>>>>>

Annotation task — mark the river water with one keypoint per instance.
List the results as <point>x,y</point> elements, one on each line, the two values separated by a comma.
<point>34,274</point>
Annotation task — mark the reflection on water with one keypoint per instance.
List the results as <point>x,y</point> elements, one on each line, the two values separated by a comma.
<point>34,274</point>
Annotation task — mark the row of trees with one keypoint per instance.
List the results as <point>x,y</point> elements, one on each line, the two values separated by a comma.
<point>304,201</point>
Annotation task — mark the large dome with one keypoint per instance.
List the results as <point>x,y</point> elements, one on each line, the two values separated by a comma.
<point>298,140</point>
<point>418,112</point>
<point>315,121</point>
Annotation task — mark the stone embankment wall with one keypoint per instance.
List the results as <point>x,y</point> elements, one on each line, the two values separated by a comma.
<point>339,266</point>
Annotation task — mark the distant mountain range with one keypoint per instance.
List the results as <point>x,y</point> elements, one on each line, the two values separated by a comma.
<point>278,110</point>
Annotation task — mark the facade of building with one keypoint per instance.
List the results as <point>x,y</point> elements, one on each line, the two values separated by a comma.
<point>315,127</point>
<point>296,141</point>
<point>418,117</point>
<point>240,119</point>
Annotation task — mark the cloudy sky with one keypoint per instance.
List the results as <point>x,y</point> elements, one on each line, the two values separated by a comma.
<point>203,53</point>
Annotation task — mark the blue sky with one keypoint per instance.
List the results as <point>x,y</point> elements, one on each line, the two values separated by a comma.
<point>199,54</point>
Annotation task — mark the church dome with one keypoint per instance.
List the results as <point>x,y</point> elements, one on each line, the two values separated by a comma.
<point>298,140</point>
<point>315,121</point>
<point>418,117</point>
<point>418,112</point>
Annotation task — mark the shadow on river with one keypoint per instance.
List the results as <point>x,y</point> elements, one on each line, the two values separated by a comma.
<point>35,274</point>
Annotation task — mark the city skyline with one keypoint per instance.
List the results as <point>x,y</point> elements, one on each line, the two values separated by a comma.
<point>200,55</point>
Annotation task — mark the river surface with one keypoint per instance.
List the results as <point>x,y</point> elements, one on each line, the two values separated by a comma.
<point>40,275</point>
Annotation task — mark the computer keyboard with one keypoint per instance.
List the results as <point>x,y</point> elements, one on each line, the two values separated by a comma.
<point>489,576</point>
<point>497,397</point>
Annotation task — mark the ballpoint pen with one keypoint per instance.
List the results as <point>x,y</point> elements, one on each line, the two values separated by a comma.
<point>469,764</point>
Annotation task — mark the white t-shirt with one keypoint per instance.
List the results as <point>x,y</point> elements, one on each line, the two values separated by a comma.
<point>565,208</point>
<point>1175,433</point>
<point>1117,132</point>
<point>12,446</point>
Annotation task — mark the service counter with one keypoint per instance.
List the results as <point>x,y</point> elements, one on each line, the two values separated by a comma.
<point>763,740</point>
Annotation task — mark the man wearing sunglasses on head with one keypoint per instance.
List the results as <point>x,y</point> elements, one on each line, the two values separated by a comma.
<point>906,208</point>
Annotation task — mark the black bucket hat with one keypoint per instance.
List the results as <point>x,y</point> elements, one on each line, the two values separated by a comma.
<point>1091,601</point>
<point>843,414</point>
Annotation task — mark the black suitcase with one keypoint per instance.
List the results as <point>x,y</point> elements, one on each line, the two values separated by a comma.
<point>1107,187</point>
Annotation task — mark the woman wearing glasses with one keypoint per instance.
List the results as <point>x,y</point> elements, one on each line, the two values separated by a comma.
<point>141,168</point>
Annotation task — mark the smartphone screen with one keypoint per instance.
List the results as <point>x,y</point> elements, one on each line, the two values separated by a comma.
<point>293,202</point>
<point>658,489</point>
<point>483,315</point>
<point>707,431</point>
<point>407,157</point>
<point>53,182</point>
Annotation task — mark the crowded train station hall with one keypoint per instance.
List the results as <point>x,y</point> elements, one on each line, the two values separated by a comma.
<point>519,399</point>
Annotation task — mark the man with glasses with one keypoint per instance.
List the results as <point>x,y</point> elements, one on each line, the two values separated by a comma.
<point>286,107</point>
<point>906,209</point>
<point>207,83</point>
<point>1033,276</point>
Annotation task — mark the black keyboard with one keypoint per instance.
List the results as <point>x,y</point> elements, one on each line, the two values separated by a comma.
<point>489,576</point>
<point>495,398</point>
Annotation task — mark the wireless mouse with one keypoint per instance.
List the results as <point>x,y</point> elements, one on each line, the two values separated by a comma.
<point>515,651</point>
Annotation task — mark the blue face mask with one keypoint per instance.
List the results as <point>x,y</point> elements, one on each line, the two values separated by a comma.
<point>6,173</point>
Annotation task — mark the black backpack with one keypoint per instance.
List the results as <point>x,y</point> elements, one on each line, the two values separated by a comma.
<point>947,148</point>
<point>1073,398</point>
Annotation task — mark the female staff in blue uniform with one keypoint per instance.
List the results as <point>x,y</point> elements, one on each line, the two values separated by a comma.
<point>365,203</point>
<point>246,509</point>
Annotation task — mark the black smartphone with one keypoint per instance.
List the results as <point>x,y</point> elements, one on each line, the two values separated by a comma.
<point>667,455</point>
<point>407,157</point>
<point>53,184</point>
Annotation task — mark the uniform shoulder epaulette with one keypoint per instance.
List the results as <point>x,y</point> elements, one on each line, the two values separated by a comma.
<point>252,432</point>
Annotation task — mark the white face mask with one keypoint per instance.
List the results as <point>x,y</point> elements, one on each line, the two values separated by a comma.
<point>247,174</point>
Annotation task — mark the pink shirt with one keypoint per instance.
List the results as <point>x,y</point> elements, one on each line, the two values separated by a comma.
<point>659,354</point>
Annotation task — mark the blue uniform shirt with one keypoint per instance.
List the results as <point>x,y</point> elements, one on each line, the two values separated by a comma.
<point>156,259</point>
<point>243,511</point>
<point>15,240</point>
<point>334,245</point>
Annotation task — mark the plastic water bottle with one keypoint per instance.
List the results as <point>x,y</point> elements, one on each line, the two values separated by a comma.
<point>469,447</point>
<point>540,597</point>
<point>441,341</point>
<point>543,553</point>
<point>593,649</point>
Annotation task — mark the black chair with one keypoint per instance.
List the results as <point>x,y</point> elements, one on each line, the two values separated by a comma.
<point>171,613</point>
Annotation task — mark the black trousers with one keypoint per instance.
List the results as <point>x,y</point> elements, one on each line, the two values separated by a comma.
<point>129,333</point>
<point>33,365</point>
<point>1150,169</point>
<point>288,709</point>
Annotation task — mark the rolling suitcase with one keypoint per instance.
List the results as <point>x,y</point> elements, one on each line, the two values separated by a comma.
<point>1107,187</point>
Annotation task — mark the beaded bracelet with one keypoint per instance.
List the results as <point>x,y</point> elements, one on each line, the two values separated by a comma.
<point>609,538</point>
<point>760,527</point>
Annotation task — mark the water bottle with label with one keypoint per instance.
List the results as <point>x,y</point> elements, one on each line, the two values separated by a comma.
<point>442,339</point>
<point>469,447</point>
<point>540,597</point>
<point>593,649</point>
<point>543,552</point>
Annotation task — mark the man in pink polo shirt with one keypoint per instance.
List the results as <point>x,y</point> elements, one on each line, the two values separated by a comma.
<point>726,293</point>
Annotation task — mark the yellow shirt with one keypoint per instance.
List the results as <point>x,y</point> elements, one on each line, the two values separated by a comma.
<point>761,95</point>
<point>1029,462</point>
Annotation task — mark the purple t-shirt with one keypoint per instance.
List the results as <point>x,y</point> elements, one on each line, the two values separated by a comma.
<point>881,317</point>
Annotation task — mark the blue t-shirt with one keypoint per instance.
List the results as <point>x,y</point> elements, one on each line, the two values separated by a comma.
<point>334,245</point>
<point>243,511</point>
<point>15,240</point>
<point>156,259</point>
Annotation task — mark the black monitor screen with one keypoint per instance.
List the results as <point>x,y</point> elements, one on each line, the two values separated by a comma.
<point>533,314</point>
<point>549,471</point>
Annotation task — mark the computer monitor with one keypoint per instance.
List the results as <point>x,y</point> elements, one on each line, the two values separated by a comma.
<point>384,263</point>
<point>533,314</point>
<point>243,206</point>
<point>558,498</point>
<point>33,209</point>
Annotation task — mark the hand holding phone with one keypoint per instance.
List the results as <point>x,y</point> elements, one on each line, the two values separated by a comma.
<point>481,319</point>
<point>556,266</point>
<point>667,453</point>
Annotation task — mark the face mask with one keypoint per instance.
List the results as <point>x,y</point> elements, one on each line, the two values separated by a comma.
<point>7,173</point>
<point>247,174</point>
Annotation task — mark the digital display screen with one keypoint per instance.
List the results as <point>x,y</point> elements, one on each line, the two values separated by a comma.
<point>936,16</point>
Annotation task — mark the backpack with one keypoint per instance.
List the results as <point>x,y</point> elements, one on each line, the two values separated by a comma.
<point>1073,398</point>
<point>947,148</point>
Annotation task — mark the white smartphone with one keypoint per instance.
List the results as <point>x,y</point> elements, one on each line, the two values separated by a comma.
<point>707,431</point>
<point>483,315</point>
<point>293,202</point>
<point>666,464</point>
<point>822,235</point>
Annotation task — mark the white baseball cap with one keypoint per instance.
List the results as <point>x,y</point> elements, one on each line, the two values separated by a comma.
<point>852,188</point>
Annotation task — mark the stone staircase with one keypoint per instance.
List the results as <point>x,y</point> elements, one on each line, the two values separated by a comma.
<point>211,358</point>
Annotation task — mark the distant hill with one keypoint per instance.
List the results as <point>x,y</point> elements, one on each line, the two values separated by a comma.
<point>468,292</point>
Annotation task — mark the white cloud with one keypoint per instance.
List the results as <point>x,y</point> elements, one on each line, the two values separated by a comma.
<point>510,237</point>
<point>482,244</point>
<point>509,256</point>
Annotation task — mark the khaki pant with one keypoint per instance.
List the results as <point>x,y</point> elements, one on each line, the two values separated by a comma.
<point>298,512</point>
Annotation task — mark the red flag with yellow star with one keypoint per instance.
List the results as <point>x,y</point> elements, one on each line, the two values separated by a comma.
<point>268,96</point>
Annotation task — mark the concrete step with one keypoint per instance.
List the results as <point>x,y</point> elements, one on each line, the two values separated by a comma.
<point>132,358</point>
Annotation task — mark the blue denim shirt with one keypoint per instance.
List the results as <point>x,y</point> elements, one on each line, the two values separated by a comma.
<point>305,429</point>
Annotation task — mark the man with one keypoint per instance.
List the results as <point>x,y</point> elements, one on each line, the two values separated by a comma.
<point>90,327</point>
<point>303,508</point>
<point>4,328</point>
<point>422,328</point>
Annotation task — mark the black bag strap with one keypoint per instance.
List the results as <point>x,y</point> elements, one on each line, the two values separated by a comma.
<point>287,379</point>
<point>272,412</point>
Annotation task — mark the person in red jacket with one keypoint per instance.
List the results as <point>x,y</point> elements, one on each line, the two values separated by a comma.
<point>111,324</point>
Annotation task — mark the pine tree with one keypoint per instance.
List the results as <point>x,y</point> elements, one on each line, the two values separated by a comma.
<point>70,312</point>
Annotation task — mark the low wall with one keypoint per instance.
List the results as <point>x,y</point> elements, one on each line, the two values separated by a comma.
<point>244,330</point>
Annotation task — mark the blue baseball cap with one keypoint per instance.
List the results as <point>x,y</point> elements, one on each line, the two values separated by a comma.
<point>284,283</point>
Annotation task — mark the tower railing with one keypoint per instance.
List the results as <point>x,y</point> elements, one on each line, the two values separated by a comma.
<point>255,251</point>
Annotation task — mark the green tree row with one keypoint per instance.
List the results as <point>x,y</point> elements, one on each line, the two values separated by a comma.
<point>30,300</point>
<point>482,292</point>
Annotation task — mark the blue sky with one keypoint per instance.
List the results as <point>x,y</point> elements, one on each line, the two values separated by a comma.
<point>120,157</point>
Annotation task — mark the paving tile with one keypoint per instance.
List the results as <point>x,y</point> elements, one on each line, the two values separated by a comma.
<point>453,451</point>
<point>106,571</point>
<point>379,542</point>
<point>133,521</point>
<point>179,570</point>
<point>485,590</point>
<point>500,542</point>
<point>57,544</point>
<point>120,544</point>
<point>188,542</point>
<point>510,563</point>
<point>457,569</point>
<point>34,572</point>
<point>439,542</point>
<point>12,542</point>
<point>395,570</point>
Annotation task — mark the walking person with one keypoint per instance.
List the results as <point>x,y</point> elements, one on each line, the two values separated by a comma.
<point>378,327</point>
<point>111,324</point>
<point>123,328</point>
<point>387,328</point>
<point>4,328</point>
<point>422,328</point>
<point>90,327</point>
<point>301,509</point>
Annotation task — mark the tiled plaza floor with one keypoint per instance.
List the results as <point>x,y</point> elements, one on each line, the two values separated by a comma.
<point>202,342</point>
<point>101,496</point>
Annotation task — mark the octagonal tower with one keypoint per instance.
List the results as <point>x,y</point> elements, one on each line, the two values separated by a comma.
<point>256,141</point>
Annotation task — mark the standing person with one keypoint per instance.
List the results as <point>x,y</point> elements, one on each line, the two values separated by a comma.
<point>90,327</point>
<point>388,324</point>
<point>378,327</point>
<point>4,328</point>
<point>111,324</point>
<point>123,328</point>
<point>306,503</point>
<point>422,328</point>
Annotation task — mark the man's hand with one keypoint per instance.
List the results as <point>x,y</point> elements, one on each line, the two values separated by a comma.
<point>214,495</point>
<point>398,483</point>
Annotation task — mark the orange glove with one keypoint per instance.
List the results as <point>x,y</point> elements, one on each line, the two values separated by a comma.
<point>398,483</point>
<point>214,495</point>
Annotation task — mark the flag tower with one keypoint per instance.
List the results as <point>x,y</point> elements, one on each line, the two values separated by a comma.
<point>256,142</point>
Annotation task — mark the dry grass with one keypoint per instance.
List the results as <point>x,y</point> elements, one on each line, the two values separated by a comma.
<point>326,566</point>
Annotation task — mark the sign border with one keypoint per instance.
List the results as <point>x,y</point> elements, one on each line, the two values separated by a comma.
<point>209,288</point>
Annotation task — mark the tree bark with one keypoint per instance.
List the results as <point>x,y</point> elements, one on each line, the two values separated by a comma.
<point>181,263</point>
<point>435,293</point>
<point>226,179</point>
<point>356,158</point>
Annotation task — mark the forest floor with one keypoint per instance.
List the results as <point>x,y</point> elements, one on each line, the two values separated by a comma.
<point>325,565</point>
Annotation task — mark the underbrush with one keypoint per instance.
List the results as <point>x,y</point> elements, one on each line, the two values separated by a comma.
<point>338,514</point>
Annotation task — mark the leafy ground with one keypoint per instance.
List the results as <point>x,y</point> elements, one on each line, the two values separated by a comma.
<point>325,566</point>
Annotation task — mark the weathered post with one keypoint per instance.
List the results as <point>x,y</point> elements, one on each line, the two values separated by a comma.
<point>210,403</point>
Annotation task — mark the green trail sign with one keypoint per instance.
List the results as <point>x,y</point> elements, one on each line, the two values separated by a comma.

<<<<<

Short task:
Reproduce the part of the records that opens with the line containing "Annotation task — mark the rolling" and closes with the line containing "<point>543,552</point>", substituting "gold bracelet" for "beaded bracelet" and leaving everything else unchanged.

Task result:
Annotation task — mark the rolling suitcase with one keypoint per instance.
List the results as <point>x,y</point> elements, one on each line, the two values separated by a comma.
<point>1107,187</point>
Annotation task — mark the gold bracelet with one keypoint per instance.
List the results as <point>x,y</point> elements, one on each line, the two values separated by a comma.
<point>609,538</point>
<point>760,527</point>
Annotation task — mark the water bottle with label with one keypoint per instance.
List the results as <point>x,y</point> elements, one on each line, the two values separated by a comma.
<point>442,339</point>
<point>469,447</point>
<point>540,597</point>
<point>593,649</point>
<point>543,552</point>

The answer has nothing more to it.